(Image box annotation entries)
= = = = = = =

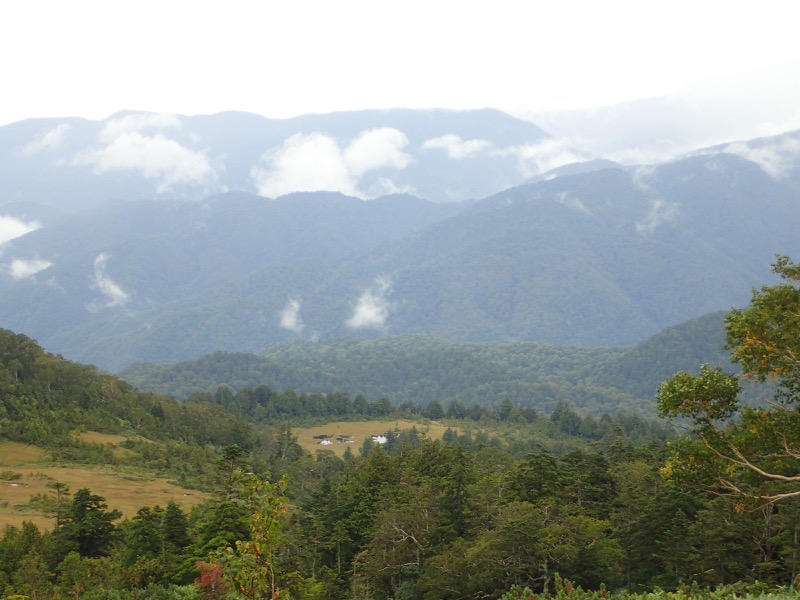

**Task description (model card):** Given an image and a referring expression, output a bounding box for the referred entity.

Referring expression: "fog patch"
[8,258,53,279]
[250,127,413,198]
[0,215,42,245]
[491,138,589,178]
[98,113,182,144]
[72,131,217,192]
[345,277,391,329]
[20,123,72,156]
[636,200,680,233]
[555,192,592,215]
[422,133,494,160]
[279,298,305,334]
[631,165,656,193]
[87,253,130,312]
[723,137,800,179]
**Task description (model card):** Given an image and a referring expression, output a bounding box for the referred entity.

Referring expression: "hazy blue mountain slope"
[0,127,800,369]
[122,313,730,414]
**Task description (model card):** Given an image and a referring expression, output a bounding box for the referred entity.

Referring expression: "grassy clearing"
[0,467,207,530]
[0,442,48,467]
[78,431,128,445]
[0,432,207,530]
[292,420,460,456]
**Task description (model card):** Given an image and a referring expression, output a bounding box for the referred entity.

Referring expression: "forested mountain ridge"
[121,313,730,416]
[0,113,800,370]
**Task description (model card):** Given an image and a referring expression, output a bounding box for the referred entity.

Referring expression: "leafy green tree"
[64,488,122,558]
[215,471,288,600]
[657,257,800,502]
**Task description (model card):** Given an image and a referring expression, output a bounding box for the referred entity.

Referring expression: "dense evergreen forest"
[122,313,730,417]
[0,255,800,600]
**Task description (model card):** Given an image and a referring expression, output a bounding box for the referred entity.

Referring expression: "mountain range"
[0,110,800,370]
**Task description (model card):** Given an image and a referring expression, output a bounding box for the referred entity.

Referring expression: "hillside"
[122,313,730,415]
[0,111,800,370]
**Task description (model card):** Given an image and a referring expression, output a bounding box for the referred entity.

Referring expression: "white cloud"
[87,253,130,312]
[0,215,42,245]
[20,123,72,156]
[723,137,800,179]
[345,277,391,329]
[98,113,181,144]
[631,165,656,193]
[73,131,217,191]
[250,127,412,197]
[556,192,592,215]
[8,258,53,279]
[636,200,679,233]
[422,133,493,160]
[251,133,355,197]
[492,138,589,178]
[279,298,305,334]
[343,127,412,179]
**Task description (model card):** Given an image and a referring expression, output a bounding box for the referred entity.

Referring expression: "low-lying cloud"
[493,138,589,178]
[73,131,217,192]
[723,136,800,179]
[20,123,72,156]
[278,298,305,334]
[0,215,42,245]
[422,133,494,160]
[556,192,592,215]
[8,258,53,279]
[636,200,680,233]
[97,113,182,144]
[345,277,391,329]
[421,133,590,178]
[250,127,412,198]
[70,114,218,193]
[87,253,130,312]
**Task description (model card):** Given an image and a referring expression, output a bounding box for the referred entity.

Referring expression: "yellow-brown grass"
[0,432,207,531]
[0,442,47,467]
[0,467,207,530]
[292,420,460,456]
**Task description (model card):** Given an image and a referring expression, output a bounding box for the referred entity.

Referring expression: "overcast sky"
[0,0,800,126]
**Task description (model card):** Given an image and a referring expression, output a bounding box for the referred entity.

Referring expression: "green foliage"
[123,313,728,418]
[657,257,800,509]
[213,470,288,600]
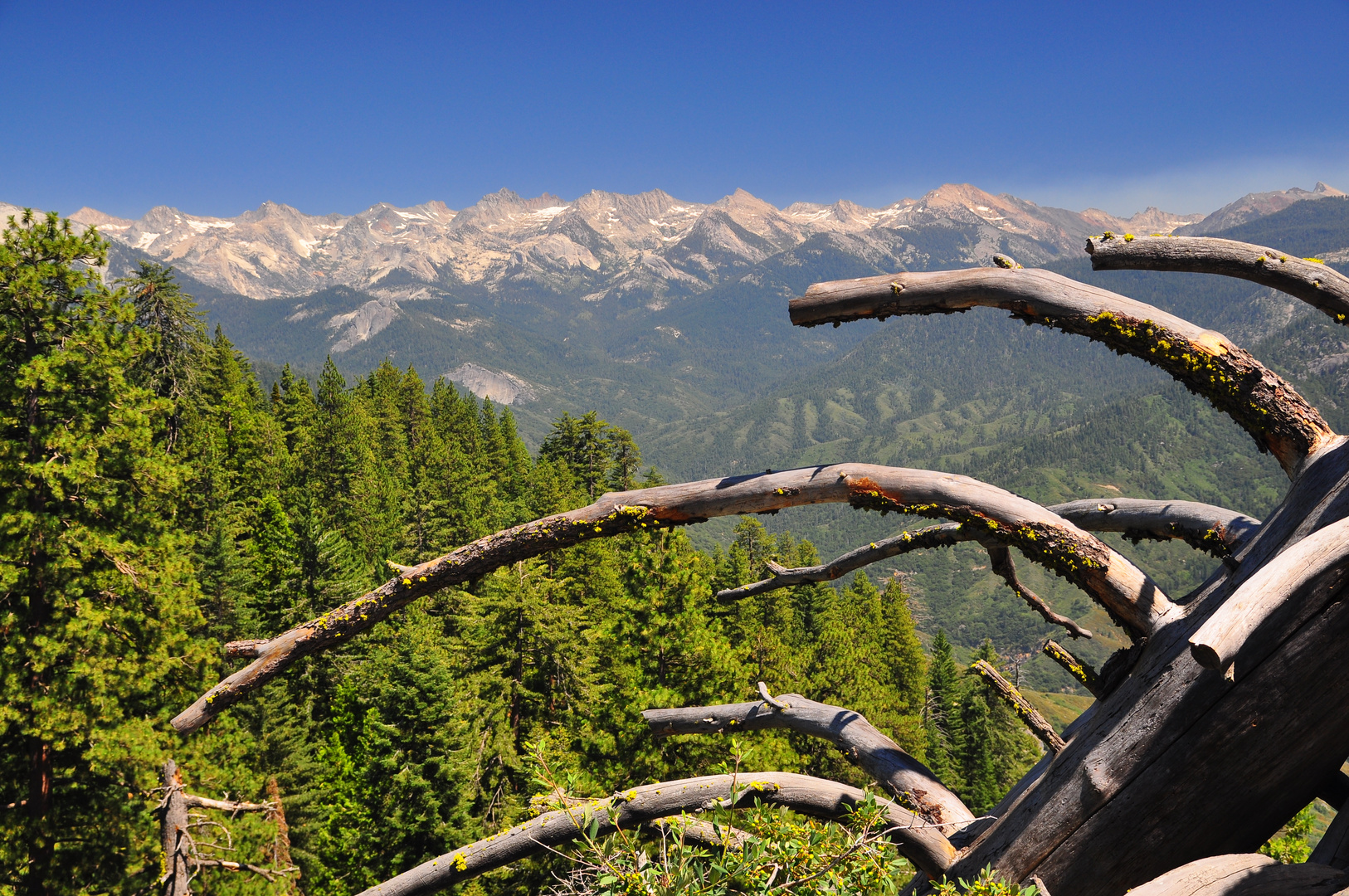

= = = = = = =

◆ **WRITTEN PROBLEM**
Collect every line of the entries above that contains the word "mountain", treating uppercase and lowercase as different.

◆ **TASK RESULT**
Referring expression: "hazy blue mountain slope"
Referring expression: "forested mountain ridge"
Referring expression: "mountain range"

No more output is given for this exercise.